* **The task**
Look through the entries below and return all lines including the word "bounding".

* **Dataset records**

· · · ·

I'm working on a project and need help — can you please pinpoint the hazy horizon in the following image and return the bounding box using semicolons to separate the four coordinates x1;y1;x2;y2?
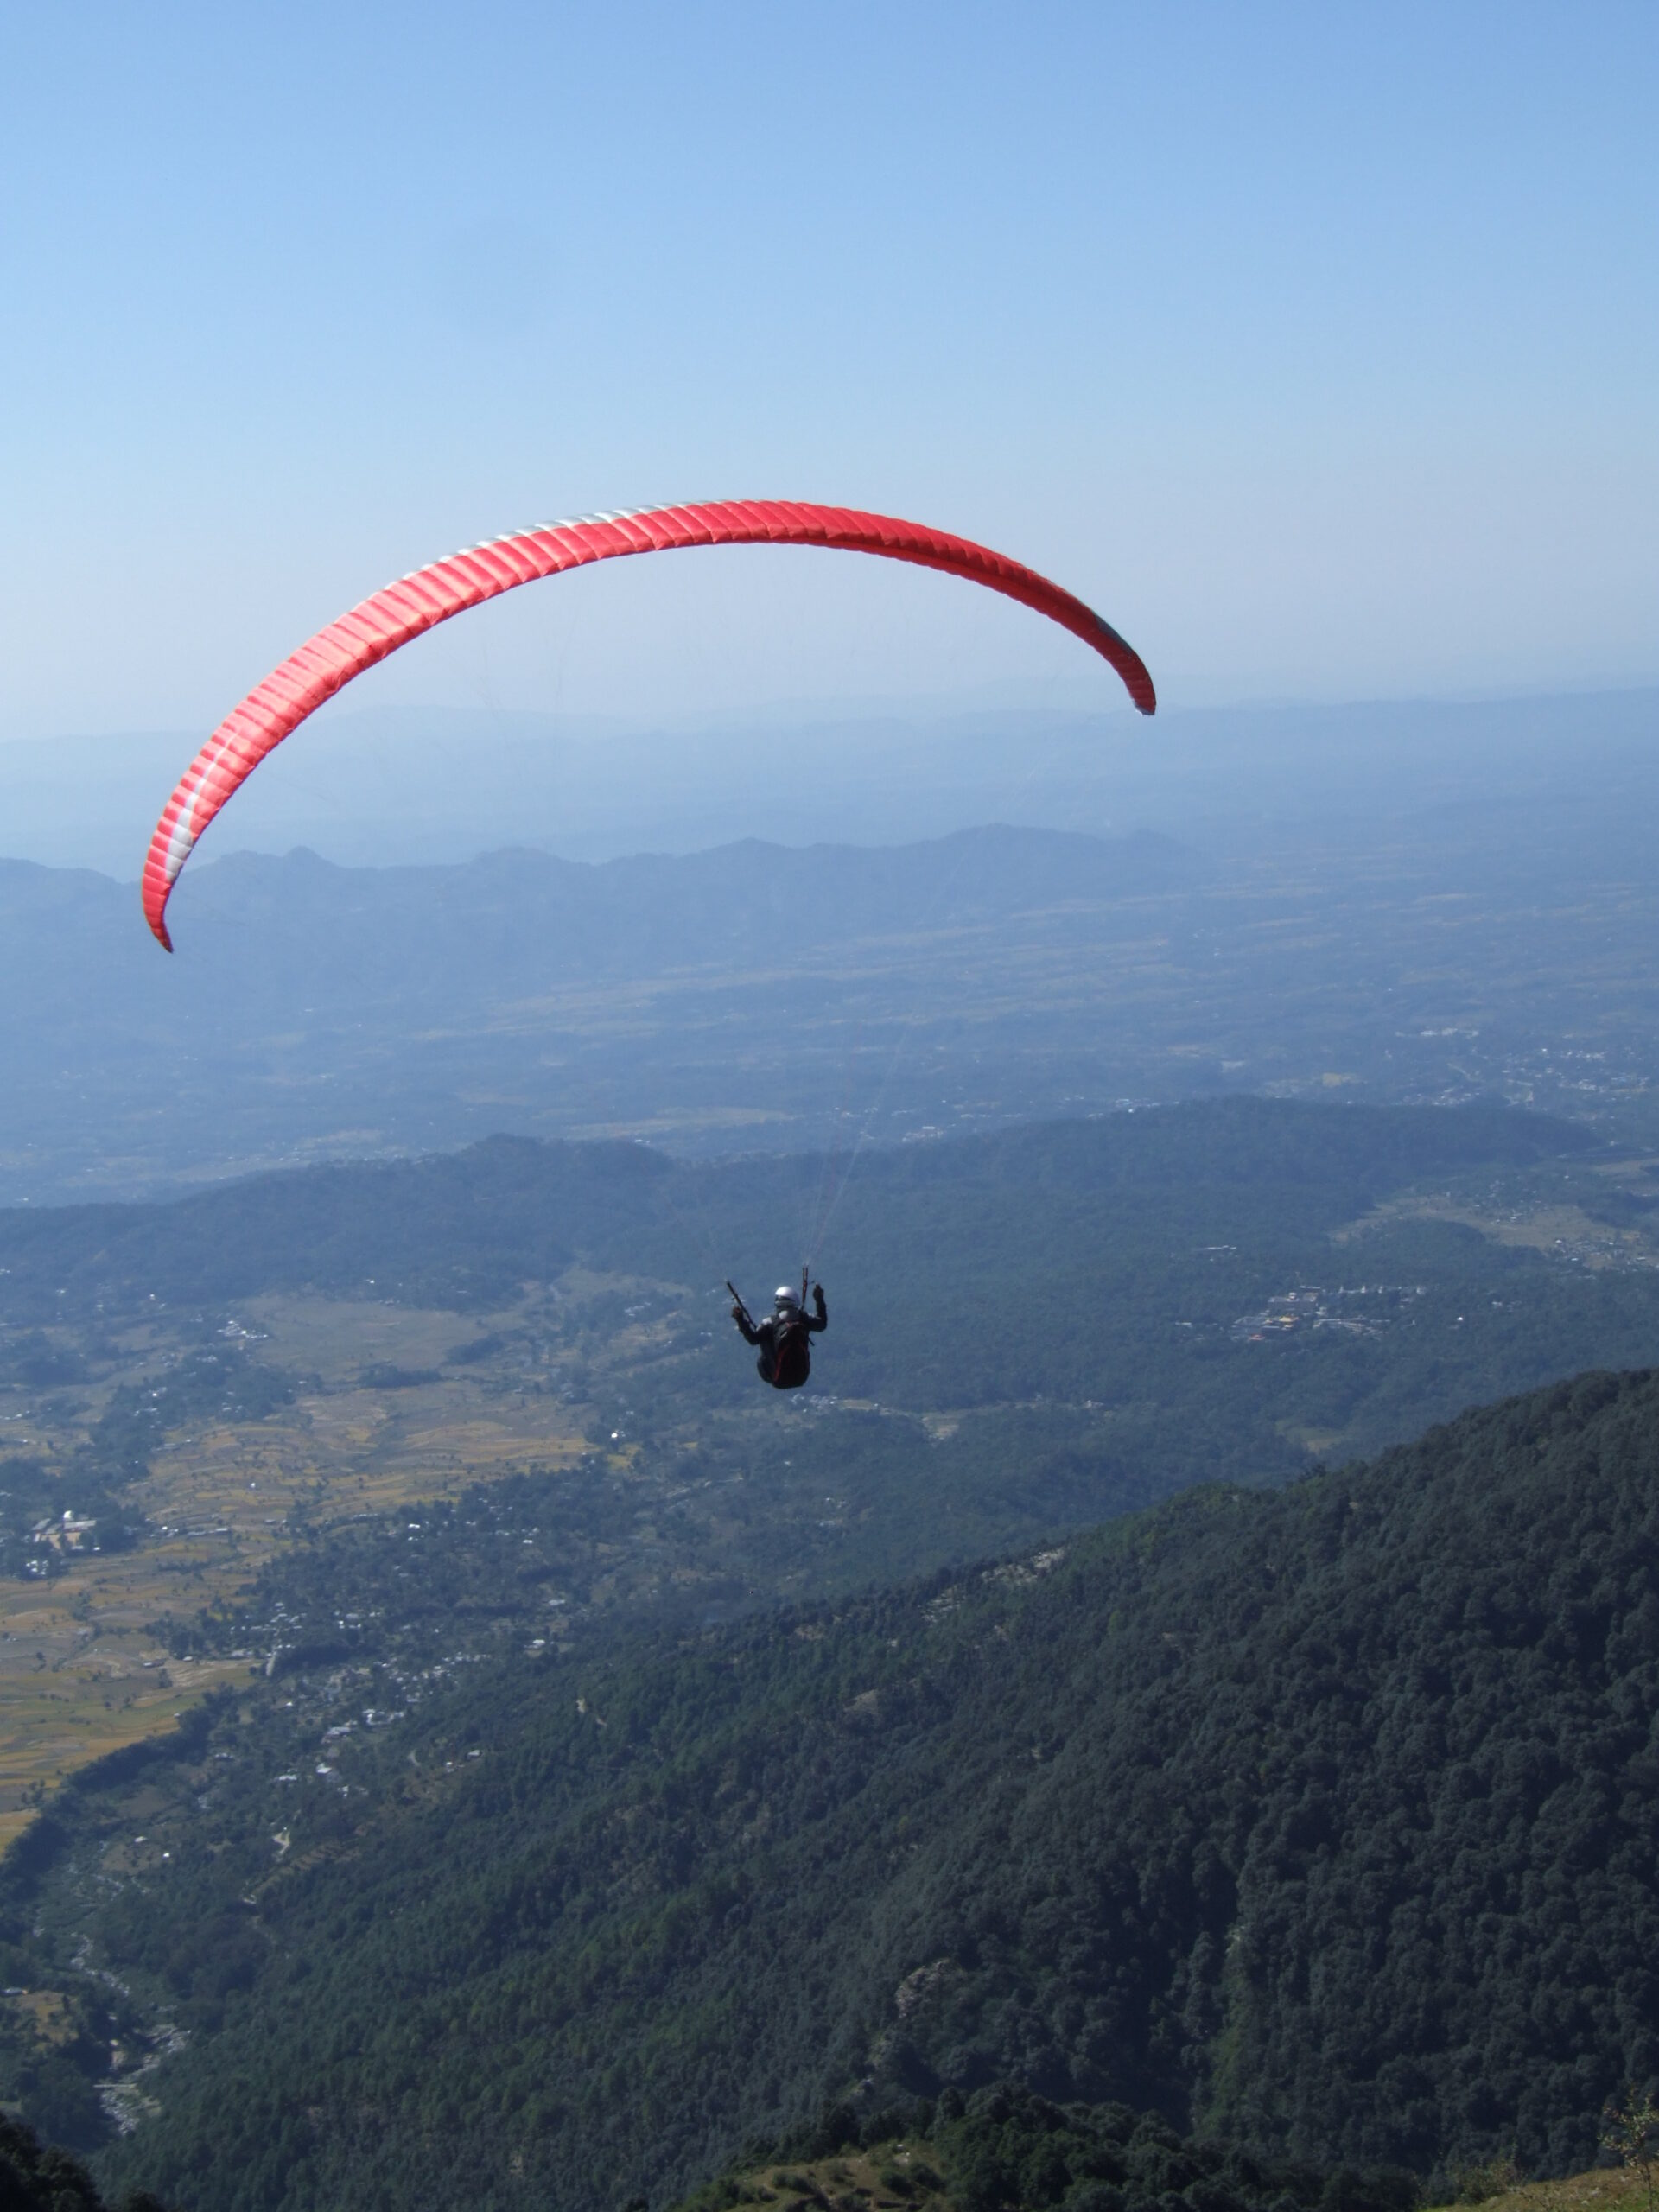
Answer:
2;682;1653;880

· · · ·

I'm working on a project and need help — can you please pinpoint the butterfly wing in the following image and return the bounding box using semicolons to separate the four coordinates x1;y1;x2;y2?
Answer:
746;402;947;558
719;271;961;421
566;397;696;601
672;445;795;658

· · · ·

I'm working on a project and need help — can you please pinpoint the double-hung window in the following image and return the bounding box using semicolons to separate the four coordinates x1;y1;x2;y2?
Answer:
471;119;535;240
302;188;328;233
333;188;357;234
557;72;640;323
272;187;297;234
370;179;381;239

· · · ·

* **Answer section**
I'm working on a project and need help — can you please pinpoint the hazy horizon in the following image and return the bounding box using semicolons to separate the four coordinates x1;y1;x2;y2?
I'm working on a project and need help — can you please pinpoint the butterfly wing in the following image and return the bounding box using semicolons to separate the four coordinates x1;y1;x2;y2?
I'm working on a project and need help — can you please pinpoint the double-hung window in the following image and return the bounding box using semicolons to separate the four coordinates x1;y1;x2;y2?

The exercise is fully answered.